-------- TEXT --------
Der russische Außenminister Sergej Lawrow hatte kritisiert, dass die Treffen der Freunde Syriens ausschließlich auf die Unterstützung der syrischen Opposition ausgerichtet seien. Lawrow schlug eine Syrien-Konferenz vor, mit der auch die Oppositionsgruppen gedrängt werden sollen, den Friedensplan des internationalen Gesandten Kofi Annan einzuhalten. Lawrow erklärte in Peking, auch der Iran müsse in die Bemühungen einbezogen werden.
Kofi Annan plant Kontaktgruppe für Syrien
Nach Angaben aus Diplomatenkreisen will der internationale Syrien-Gesandte Kofi Annan eine Kontaktgruppe zur Beilegung des seit 15 Monaten andauernden Konflikts einrichten. Der Gruppe sollten Weltmächte und regionale Akteure wie der Iran angehören, erklärten UN-Diplomaten. Einen entsprechenden Plan werde Annan am (heutigen) Donnerstag den Vereinten Nationen vorstellen. Die Kontaktgruppe solle eine Strategie ausarbeiten, wie die Gewalt beendet werden könnte.
-------- GEGEBENE ZEILEN --------
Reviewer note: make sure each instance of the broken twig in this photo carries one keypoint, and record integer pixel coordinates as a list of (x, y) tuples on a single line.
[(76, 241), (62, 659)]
--------
-------- GEGEBENE ZEILEN --------
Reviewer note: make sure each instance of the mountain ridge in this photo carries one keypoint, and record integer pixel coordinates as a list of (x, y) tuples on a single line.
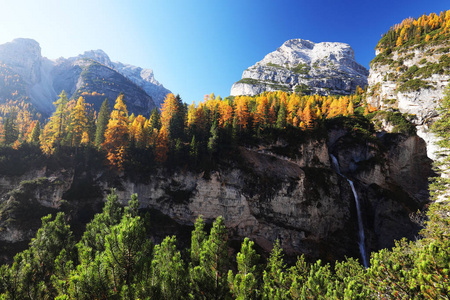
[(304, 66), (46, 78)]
--------
● ZU ERLEDIGENDE AUFGABEN:
1: In welcher Stadt erklärte Lawrow laut dem Text über den Syrien-Konflikt, dass auch der Iran einbezogen werden müsse?
2: Gib den Abschnitt aus dem Text über den Syrien-Konflikt wortgetreu wieder, beginnend mit „Kofi Annan plant“ und weiter bis einschließlich „beendet werden könnte.“.

● GELÖSTE AUFGABEN:
1: In Peking.

2:
Kofi Annan plant Kontaktgruppe für Syrien
Nach Angaben aus Diplomatenkreisen will der internationale Syrien-Gesandte Kofi Annan eine Kontaktgruppe zur Beilegung des seit 15 Monaten andauernden Konflikts einrichten. Der Gruppe sollten Weltmächte und regionale Akteure wie der Iran angehören, erklärten UN-Diplomaten. Einen entsprechenden Plan werde Annan am (heutigen) Donnerstag den Vereinten Nationen vorstellen. Die Kontaktgruppe solle eine Strategie ausarbeiten, wie die Gewalt beendet werden könnte.